[RECORDS TO PROCESS]
====

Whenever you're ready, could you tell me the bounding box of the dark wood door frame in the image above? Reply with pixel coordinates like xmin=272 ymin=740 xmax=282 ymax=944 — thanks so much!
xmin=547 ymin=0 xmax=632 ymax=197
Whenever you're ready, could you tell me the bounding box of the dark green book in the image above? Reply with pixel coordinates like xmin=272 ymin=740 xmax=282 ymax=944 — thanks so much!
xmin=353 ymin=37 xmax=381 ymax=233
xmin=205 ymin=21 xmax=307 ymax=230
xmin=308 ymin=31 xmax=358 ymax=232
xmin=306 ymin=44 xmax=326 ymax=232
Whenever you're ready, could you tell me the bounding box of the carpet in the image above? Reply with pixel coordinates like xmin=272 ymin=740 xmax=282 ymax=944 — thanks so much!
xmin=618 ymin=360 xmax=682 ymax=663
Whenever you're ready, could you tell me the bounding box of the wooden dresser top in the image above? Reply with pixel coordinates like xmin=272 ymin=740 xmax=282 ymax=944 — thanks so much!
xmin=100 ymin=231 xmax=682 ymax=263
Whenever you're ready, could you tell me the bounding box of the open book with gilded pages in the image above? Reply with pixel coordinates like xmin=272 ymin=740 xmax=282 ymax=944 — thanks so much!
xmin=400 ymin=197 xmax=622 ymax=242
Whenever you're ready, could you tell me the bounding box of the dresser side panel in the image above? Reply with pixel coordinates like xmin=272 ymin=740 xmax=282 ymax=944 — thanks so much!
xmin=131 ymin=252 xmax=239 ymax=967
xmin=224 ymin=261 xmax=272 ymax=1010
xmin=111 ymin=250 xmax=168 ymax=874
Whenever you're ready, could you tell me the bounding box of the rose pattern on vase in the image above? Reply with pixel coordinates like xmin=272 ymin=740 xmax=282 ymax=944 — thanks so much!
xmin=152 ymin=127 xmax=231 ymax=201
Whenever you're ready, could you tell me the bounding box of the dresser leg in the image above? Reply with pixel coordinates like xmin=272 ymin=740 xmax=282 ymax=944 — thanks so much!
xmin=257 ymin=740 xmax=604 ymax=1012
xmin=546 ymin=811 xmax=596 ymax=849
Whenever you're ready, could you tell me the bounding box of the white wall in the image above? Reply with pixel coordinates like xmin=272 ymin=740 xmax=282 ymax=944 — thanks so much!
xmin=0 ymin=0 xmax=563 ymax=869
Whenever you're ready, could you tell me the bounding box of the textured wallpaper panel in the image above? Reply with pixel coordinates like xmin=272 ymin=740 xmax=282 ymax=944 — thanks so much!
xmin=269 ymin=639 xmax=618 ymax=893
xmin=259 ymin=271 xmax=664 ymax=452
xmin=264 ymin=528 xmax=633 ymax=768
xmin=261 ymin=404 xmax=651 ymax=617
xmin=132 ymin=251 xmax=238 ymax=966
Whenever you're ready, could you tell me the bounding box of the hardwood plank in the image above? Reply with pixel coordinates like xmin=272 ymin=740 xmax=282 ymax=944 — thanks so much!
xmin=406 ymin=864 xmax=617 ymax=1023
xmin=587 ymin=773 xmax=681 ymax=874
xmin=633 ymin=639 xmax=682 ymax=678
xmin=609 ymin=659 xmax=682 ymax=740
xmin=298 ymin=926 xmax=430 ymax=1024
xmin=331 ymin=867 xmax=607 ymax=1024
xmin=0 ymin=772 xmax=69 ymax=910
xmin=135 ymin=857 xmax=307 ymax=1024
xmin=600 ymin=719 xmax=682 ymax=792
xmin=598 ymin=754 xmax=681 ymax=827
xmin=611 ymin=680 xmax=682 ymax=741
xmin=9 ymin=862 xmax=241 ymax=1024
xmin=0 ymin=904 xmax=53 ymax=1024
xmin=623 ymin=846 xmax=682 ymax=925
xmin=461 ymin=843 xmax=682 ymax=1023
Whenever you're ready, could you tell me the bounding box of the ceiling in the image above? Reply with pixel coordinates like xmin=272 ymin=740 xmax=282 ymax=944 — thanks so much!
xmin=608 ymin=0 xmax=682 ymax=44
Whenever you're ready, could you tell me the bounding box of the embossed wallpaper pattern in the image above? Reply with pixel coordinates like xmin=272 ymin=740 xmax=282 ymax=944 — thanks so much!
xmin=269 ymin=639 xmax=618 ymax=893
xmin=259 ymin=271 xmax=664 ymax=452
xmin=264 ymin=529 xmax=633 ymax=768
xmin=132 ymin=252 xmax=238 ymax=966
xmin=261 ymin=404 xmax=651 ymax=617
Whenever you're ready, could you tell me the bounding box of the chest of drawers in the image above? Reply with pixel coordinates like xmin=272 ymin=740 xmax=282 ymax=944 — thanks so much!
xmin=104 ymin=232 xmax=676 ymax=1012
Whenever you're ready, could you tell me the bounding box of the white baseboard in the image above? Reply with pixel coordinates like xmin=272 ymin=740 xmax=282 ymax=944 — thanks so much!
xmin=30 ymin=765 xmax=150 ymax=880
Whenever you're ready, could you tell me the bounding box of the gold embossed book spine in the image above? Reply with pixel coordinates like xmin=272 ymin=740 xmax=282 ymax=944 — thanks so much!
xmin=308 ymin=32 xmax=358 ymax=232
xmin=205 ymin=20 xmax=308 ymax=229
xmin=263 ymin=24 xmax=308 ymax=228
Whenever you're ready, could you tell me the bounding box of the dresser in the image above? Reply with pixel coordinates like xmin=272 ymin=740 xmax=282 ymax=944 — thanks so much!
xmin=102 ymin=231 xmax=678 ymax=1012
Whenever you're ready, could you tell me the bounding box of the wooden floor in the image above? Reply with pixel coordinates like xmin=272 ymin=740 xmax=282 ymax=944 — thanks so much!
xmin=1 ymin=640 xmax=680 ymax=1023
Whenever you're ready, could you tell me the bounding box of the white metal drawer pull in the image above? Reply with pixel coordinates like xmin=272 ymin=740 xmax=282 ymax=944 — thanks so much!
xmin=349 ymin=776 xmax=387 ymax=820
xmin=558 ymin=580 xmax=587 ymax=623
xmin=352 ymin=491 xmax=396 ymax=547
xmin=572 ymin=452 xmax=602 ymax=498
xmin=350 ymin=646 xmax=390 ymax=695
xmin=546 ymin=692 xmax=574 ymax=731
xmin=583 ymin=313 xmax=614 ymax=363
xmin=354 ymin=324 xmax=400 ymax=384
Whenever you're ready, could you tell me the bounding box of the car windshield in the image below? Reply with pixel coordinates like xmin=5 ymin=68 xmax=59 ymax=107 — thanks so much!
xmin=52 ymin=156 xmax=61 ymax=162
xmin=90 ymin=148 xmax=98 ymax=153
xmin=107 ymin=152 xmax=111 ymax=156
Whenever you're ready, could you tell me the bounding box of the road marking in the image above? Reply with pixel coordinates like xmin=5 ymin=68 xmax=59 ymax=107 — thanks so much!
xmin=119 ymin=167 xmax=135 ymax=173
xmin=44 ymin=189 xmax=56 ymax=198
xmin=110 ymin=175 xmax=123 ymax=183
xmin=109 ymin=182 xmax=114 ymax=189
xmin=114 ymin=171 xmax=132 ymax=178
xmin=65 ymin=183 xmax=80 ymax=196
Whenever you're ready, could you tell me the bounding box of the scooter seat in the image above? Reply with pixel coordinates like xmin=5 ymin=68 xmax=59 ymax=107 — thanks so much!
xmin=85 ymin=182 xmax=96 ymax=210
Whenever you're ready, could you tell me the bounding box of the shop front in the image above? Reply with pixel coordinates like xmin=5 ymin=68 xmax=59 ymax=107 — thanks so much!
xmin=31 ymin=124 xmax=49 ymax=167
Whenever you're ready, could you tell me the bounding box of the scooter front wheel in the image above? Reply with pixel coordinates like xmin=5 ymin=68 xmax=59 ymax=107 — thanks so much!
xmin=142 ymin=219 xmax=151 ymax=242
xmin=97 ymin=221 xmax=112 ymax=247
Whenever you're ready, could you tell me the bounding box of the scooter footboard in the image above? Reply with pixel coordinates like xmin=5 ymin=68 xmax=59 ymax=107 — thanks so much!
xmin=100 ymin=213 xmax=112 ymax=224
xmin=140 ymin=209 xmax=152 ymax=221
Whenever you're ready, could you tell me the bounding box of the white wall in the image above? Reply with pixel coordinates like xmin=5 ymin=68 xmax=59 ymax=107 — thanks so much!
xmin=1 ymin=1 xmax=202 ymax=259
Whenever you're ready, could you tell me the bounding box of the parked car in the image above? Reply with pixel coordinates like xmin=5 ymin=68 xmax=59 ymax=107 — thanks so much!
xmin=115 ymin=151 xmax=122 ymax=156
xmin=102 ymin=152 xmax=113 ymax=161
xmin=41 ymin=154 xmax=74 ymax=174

====

[WORK ITEM]
Write the "of the shop" line and all later lines exactly. Stop at the end of the data.

[SOLUTION]
Whenever you're ready, could you tell me the bounding box of the shop front in the image above? Reply with pixel coordinates like xmin=5 ymin=68 xmax=59 ymax=107 — thanks so much!
xmin=31 ymin=124 xmax=49 ymax=167
Whenever you're ready, could you tell me the bounding box of the scooter front wheel in the image above? Reply with pixel coordinates like xmin=5 ymin=68 xmax=59 ymax=107 — thanks so much!
xmin=142 ymin=219 xmax=151 ymax=242
xmin=97 ymin=221 xmax=112 ymax=247
Whenever you're ready, could you tell me the bounding box of the scooter footboard in the image above? Reply with pixel coordinates like xmin=5 ymin=68 xmax=59 ymax=107 — thanks so much!
xmin=100 ymin=213 xmax=112 ymax=224
xmin=140 ymin=209 xmax=152 ymax=221
Whenever you're ready, could you tell me the bounding box of the white wall in the image above? Reply with pixel coordinates like xmin=5 ymin=68 xmax=59 ymax=107 — thanks so much!
xmin=1 ymin=1 xmax=202 ymax=259
Whenever you're ready, could you tell me the bounding box of the parked car in the image above? Reply with pixel coordinates like xmin=5 ymin=68 xmax=59 ymax=107 — thanks so much!
xmin=115 ymin=151 xmax=122 ymax=156
xmin=102 ymin=152 xmax=113 ymax=161
xmin=41 ymin=154 xmax=74 ymax=174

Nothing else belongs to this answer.